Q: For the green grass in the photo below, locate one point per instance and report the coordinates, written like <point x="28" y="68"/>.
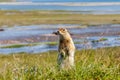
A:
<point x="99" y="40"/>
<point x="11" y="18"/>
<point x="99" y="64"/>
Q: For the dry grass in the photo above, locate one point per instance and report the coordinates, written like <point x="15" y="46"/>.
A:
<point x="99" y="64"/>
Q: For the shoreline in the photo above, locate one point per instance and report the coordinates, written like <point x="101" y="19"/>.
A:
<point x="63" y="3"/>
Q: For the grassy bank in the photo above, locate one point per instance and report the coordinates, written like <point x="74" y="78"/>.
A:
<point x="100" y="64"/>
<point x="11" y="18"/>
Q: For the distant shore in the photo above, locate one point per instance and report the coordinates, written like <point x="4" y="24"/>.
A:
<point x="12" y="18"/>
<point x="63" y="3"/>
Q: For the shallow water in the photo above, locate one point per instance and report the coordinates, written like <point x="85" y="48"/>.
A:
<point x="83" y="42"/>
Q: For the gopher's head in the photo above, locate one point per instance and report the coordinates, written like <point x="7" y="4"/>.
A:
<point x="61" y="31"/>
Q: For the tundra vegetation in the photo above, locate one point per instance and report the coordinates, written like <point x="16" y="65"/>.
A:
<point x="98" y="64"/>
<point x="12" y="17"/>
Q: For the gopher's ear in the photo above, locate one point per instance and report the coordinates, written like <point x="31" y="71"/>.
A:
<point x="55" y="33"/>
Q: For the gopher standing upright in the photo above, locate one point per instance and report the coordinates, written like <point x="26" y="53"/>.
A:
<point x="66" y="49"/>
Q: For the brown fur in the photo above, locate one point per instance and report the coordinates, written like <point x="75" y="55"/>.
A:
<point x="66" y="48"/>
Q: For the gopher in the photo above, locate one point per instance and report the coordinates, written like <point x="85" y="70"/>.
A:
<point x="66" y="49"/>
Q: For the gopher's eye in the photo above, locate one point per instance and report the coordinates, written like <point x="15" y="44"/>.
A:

# Work to be completed:
Omitting all images, print the listing exactly.

# Reply:
Q: For the green grass in the photo below, locate one point per instance and report the coordinates, written like <point x="28" y="68"/>.
A:
<point x="99" y="40"/>
<point x="11" y="18"/>
<point x="99" y="64"/>
Q: For the dry grass in the photo above, locate one point per instance and report the coordinates, written like <point x="15" y="46"/>.
A:
<point x="99" y="64"/>
Q: For the shoreline in the photo above, locate one point per instance and report the coordinates, written like <point x="101" y="19"/>.
A:
<point x="63" y="3"/>
Q: For the grassy bank in the photo above, locate one point per instance and report the coordinates, written like <point x="74" y="78"/>.
A:
<point x="100" y="64"/>
<point x="11" y="18"/>
Q: For the distant shore in the photo above, locate one point per instance and report the coordinates, written like <point x="4" y="24"/>.
A:
<point x="12" y="18"/>
<point x="63" y="3"/>
Q: For the shallow water in the photo above, locate one point per instance and report the coordinates, written like <point x="85" y="48"/>.
A:
<point x="83" y="42"/>
Q: For the gopher's head in the photo above, locate one point per instance and report the coordinates, written like <point x="7" y="4"/>.
A:
<point x="61" y="31"/>
Q: For the tundra vegetation in the photo above, locate one point per instance and report the coordinates, written like <point x="16" y="65"/>.
A:
<point x="98" y="64"/>
<point x="12" y="17"/>
Q: For the gopher's ear in the photo above, locate one point per instance and report the coordinates, written like <point x="31" y="71"/>.
A:
<point x="55" y="33"/>
Q: For the gopher standing upright in the photo above, locate one point per instance and report the coordinates, written like <point x="26" y="53"/>.
A:
<point x="66" y="49"/>
Q: For the brown fur in the photo above, locate one point per instance and report the coordinates, written like <point x="75" y="55"/>.
A:
<point x="66" y="48"/>
Q: For the gopher in the photo above, locate one point per instance and report the coordinates, written like <point x="85" y="70"/>.
A:
<point x="66" y="49"/>
Q: For the gopher's eye in the photo above, locate one point per instance and report the coordinates, written like <point x="15" y="44"/>.
A:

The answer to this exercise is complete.